→ **YOUR TASK**
Find each line in the records that contains the string "pixel" with the same capitalization, and copy those lines.

→ **AVAILABLE DATA**
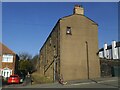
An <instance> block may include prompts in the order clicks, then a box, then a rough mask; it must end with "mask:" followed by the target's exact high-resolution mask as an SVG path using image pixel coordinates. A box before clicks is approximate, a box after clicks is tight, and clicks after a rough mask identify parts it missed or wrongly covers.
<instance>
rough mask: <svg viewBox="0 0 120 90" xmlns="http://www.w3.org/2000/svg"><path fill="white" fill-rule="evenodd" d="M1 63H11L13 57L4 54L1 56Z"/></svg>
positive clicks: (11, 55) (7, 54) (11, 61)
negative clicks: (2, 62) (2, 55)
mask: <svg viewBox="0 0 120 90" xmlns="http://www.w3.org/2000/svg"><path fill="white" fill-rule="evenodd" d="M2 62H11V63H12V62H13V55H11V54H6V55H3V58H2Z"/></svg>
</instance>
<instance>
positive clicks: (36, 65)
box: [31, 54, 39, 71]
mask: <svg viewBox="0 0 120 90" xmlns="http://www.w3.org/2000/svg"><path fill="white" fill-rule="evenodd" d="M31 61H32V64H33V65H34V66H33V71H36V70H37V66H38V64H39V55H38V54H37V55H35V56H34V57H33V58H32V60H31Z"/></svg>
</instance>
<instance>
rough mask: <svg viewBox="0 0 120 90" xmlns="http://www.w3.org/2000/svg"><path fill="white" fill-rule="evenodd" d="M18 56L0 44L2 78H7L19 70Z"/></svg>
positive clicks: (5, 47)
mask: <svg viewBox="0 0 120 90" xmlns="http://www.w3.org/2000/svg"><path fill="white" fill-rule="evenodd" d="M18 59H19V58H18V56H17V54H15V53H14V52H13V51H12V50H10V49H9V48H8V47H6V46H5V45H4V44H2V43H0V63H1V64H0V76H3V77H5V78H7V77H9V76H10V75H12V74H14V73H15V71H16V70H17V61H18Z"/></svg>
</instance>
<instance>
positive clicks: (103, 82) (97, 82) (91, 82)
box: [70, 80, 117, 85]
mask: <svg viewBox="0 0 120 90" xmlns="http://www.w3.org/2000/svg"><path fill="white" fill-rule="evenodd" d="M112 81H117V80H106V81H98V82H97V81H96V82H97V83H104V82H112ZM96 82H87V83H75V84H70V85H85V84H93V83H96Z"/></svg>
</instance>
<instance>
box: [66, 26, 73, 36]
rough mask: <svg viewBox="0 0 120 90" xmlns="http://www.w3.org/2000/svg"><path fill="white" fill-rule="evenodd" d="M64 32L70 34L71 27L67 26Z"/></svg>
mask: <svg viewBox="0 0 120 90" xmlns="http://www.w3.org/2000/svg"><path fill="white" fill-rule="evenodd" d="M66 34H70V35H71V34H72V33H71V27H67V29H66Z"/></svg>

---

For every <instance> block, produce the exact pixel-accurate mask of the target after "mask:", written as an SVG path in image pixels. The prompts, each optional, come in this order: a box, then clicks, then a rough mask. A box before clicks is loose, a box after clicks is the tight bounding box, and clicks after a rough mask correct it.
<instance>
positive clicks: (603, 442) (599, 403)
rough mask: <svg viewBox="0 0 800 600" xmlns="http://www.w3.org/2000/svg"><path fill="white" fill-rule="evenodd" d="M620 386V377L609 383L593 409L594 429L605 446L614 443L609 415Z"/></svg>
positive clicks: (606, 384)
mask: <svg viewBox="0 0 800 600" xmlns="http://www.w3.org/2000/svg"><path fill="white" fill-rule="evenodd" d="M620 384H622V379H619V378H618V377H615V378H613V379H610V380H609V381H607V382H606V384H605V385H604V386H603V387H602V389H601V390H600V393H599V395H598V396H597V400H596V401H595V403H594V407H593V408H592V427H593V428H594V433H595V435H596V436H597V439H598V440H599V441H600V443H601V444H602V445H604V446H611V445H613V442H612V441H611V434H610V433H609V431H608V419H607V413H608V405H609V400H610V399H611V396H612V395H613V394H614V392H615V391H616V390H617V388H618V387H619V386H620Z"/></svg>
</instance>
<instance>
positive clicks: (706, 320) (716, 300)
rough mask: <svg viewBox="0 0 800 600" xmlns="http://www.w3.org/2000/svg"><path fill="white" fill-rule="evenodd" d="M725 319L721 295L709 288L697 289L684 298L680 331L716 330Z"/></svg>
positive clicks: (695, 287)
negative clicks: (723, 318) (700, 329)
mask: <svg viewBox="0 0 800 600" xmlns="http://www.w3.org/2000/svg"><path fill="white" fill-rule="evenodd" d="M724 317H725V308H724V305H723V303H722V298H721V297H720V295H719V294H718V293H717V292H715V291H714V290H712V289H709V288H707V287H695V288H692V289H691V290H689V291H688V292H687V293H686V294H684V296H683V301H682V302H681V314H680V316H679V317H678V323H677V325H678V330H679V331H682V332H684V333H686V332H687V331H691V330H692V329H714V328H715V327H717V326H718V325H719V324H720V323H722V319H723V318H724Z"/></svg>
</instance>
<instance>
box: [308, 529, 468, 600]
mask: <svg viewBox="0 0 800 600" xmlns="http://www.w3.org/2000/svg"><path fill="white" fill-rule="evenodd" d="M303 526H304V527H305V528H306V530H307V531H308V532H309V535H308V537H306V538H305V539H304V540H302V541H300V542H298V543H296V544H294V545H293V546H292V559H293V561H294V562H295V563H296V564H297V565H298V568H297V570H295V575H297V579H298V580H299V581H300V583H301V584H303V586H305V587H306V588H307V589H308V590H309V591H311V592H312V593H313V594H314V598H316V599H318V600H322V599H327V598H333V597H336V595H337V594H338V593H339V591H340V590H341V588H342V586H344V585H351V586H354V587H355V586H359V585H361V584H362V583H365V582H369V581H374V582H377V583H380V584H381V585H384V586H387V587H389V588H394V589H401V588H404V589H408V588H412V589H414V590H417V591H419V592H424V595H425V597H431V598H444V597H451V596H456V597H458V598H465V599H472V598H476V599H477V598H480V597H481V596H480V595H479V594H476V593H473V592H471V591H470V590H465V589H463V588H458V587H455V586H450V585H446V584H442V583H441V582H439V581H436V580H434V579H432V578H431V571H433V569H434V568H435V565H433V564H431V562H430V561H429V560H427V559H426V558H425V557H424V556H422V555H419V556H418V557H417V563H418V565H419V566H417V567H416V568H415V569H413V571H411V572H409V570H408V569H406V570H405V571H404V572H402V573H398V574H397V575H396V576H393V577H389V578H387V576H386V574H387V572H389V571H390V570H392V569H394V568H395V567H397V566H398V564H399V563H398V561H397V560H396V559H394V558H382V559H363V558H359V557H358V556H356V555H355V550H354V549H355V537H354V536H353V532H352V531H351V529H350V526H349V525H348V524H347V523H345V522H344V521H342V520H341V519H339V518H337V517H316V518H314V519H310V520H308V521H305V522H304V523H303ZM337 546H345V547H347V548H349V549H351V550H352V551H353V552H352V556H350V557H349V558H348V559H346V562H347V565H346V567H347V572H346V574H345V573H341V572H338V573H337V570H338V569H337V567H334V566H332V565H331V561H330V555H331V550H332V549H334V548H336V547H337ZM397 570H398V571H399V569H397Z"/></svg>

→ **TASK RESULT**
An <instance> block may include prompts in the order clicks, then a box, then a rough mask; it must end with "mask:" followed by the target's exact high-resolution mask as an SVG path using image pixel coordinates. A box before clicks is approximate, a box after clicks is tight, and clicks after a rough mask identify parts it missed or wrongly covers.
For every <instance> block, produce the exact pixel-accurate mask of the target after "mask:", written as an SVG path in image pixels. The prompts, each optional, come in this order: a box, then clicks, then a rough mask. A box before clicks is loose, a box after clicks is the tight bounding box, and clicks after a rough mask correct it.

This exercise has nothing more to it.